#### Work to do:
Please repeat the material below with "Labeling task" substituted for every "Annotation task", leaving everything else unchanged.

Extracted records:
- - -

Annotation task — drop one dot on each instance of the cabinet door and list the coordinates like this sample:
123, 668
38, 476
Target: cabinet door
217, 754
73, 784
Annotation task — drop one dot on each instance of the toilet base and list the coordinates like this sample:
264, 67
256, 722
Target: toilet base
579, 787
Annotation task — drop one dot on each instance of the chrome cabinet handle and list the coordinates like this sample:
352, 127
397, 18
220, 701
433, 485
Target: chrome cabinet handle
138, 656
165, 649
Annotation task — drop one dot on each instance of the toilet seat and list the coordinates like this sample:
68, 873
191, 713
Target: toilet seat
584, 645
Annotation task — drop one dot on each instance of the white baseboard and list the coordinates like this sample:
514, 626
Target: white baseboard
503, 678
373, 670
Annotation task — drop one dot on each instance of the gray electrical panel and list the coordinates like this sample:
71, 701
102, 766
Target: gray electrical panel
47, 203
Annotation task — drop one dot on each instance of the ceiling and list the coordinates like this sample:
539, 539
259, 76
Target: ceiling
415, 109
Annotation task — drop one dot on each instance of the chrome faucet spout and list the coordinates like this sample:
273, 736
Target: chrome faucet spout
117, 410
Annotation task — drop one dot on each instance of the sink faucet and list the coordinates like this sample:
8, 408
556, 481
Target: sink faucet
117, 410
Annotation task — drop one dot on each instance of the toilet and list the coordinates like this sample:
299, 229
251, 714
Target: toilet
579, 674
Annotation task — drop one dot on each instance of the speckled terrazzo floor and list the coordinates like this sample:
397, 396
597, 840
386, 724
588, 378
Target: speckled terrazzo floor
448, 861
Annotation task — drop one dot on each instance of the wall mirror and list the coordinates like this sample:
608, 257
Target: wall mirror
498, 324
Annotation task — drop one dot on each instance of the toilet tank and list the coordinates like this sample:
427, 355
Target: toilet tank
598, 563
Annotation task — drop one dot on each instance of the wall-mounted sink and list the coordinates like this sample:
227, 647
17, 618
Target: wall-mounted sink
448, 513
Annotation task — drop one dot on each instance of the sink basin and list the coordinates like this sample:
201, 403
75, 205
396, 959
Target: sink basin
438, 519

- - -

#### Correct response:
Labeling task — drop one dot on each instance of the cabinet door and list the coordinates like this sample:
123, 668
38, 476
Target: cabinet door
217, 754
73, 784
Labeling task — drop one dot on each instance of the toilet base and list the coordinates like this sample:
264, 67
256, 722
Target: toilet base
579, 787
Labeling task — drop one dot on each instance of the chrome cabinet handle and list the coordinates like this sample:
352, 127
397, 18
220, 701
433, 485
Target: chrome cabinet handle
138, 656
165, 649
Labeling task — drop one dot on each instance of the toilet seat and list the coordinates like this sample:
68, 873
191, 713
Target: toilet seat
584, 645
Labeling task — drop one dot on each instance of the white baseboard and list the coordinates like this sample:
514, 626
Target: white baseboard
503, 678
373, 670
Labeling task — drop one dot on each instance of the gray electrical panel and list the coordinates like this sample:
71, 701
102, 766
Target: gray electrical panel
47, 203
Labeling task — drop one dot on each instance of the ceiling and list the coordinates like this sample:
539, 539
259, 76
Target: ceiling
415, 109
Labeling task — drop one dot on each instance of the chrome faucet spout and list the coordinates like this sample:
273, 736
Target: chrome faucet spout
117, 410
Labeling task — drop one dot on each instance of the sink faucet and list the coordinates like this sample:
8, 408
556, 481
Target: sink faucet
117, 410
Labeling task — drop one dot on each instance of the toilet and list the coordinates like this sample:
299, 229
251, 714
Target: toilet
579, 674
Labeling task — drop one dot on each instance of the speckled terrazzo floor and list the coordinates like this sample:
397, 396
597, 840
386, 724
588, 378
Target: speckled terrazzo floor
448, 861
Labeling task — drop one dot on each instance of the wall mirror and list the coordinates like this sample:
608, 257
Target: wall mirror
498, 324
Labeling task — drop one dot on each instance of the toilet tank and list the coordinates like this sample:
427, 355
Target: toilet tank
598, 563
Labeling task — drop one dot on each instance of the wall-mounted sink and list the coordinates like this sample:
227, 647
17, 618
Target: wall-mounted sink
448, 513
Labeling task — drop one dot on each instance of the sink basin and list the coordinates like this sample:
201, 403
75, 205
396, 959
Target: sink basin
438, 519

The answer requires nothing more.